_COMPITO ASSEGNATO 1_.
Rispondi alle seguenti domande sul testo dedicato al video di Trippin’:
(a) Chi ha curato la regia del video?
(b) In quale anno è uscito il video?
(c) A quale artista vengono paragonate le scale del video?
_COMPITO ASSEGNATO 2_. Cita alla lettera il passo del testo dedicato al video di Trippin’ compreso tra "Robbie Williams –" e "dal sorriso satanico.", estremi inclusi.
_COMPITO ASSEGNATO 3_. Prosegui il testo dedicato al video di Trippin’ dal punto in cui si ferma.

_TESTO FORNITO_.
----

Robbie Williams – Trippin’

Artista: Robbie Williams & S. Duffy (lyrics)
Brano: Trippin’
Album: Intensive care
Regia: Johan Renck
Production designer: Lauri Faggioni
Anno: 2005


Il video non ha una vera e propria storia ed è furbescamente ambientato in un albergo in stile anni ottanta, chiarissimo riferimento a quello di Shinning (id., Stanley Kubrick, 1980), entro il quale Robbie si perde, correndo spasmodicamente all’indietro. Incontra strani personaggi come il gigante vestito da donna, le gemelle ormai ben cresciute e intente in effusioni lesbo e bambini dal sorriso satanico.
Il suo incubo diventa anche il nostro e ci perdiamo con lui tra gli anfratti di un labirinto di siepi, mentre percorriamo con piedi lunghi come pinne corridoi vegetali, inquietanti e tetri. E’ una lunga, inesauribile, oppressiva sensazione di claustrofobia.
Le inquadrature con grandangolo si susseguono, uno dopo l’altra, incessanti, insistenti. Si sente pressante il bisogno di fuggire, di fuggire da quei luoghi che sono per metà consueti, famigliari, colorati e graficamente infantili, ma che hanno sempre qualcosa di strano, di amorfo. Corriamo insieme allo stesso Robbie mentre cerca l’uscita da quel mondo da incubo, inutilmente, senza una meta, incontrando figure inquietanti ma distratte, che forse non ci vedono neppure.
Altro elemento portante del video sono le scale.
Scale infinite e paradossali dell’inconscio, assurde come in una grafica di Escher, che non portano da nessuna parte ma che vanno percorse sino in fondo, via crucis senza fine, necessarie se si vuole ancora sperare di poter abbandonare quel luogo maledetto.
Robbie sogna.
Robbie si agita e suda nel suo letto.
Come un uomo qualunque dopo una giornata terribile, viene sopraffatto dalle proprie paure che affiorano e prendono a tratti il sopravvento.

----

_RECORD FORNITI_.
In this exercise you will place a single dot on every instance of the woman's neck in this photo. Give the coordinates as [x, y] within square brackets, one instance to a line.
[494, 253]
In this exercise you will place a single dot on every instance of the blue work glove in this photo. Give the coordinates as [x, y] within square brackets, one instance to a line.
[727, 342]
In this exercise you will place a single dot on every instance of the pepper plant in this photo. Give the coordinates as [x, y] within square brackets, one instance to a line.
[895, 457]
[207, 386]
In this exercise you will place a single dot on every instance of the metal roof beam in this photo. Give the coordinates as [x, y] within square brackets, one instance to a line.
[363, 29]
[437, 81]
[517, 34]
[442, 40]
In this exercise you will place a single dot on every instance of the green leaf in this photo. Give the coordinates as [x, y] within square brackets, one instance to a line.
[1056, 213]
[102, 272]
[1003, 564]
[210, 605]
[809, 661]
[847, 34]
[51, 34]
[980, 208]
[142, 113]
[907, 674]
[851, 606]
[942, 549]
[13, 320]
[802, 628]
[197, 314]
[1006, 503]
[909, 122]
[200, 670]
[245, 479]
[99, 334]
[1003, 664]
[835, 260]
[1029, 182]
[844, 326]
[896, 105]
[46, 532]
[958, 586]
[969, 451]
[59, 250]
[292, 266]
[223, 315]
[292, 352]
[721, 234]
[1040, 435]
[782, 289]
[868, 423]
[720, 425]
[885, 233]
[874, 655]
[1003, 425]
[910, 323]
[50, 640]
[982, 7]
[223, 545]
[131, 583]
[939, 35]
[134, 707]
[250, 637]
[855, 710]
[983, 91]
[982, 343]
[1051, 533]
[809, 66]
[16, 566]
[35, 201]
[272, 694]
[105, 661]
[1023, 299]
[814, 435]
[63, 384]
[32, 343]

----

_RISPOSTA 1_.
(a) Johan Renck.
(b) Nel 2005.
(c) A Escher.

_RISPOSTA 2_.
Robbie Williams – Trippin’

Artista: Robbie Williams & S. Duffy (lyrics)
Brano: Trippin’
Album: Intensive care
Regia: Johan Renck
Production designer: Lauri Faggioni
Anno: 2005


Il video non ha una vera e propria storia ed è furbescamente ambientato in un albergo in stile anni ottanta, chiarissimo riferimento a quello di Shinning (id., Stanley Kubrick, 1980), entro il quale Robbie si perde, correndo spasmodicamente all’indietro. Incontra strani personaggi come il gigante vestito da donna, le gemelle ormai ben cresciute e intente in effusioni lesbo e bambini dal sorriso satanico.

_RISPOSTA 3_.
Sono le paure di una generazione, il timore di essere inglobati in un ingranaggio troppo grande, troppo forte, famelico e spietato che divora inesorabile ogni possibilità di scampo. Ed è proprio un’uscita che Robbie Williams sembra cercare.
Dall’inizio alla fine del video, ora a piedi, ora in macchina, ora accompagnato da folli figure, ora solo, è inseguito da un ombra inesistente, che fiutiamo senza poter localizzare definitivamente, se non in un luogo remoto nascosto e recondito dell’anima.
Un videoclip contenitore di trovate interessanti, con un solido budget alle spalle e una regia che sa perfettamente come vendere il disco e l’ex Take That. Musicalmente il brano contiene atmosfere eteree, regolari, suoni raffinati e un’ampia gamma di nuove sonorità che ben si sposano con le immagini.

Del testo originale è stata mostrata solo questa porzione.